_Labeled-object pointing entries_
--------------------------------------------------

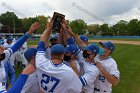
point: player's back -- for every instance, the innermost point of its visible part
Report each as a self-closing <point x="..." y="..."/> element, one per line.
<point x="58" y="78"/>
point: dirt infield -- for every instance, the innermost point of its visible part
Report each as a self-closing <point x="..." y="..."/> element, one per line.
<point x="118" y="41"/>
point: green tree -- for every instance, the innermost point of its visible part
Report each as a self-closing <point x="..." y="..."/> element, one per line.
<point x="9" y="18"/>
<point x="93" y="29"/>
<point x="132" y="27"/>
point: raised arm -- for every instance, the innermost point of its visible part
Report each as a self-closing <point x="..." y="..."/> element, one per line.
<point x="69" y="31"/>
<point x="21" y="41"/>
<point x="7" y="53"/>
<point x="18" y="85"/>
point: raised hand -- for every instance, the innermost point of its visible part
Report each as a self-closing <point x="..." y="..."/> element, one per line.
<point x="50" y="25"/>
<point x="33" y="27"/>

--------------------------------------------------

_Given instruction_
Rewrite the material with "innermost" changed to "most central" in every place it occurs, leaving everything else as it is. Omit the pictures from your version.

_Task solution_
point: player's back -- for every instance, the most central point of its visible part
Report each as a self-closing <point x="..." y="..."/> element, one per line.
<point x="58" y="78"/>
point: dirt infield -- for every instance, the most central point of its visible part
Report each as a self-closing <point x="..." y="..."/> element, one per line.
<point x="118" y="41"/>
point: green tree -- for every instance, the most central point of its visible part
Report each as a self-closing <point x="..." y="..."/> element, one per line.
<point x="9" y="18"/>
<point x="93" y="29"/>
<point x="132" y="27"/>
point: raised arm -- for every instance, the most central point of its visible part
Report each as a self-closing <point x="..." y="..."/> element, one per line.
<point x="69" y="31"/>
<point x="21" y="41"/>
<point x="7" y="53"/>
<point x="18" y="85"/>
point: raised hand -- for every instance, the most central point of its visible part
Report each as a self-closing <point x="..." y="..."/> element, one per line.
<point x="50" y="25"/>
<point x="33" y="27"/>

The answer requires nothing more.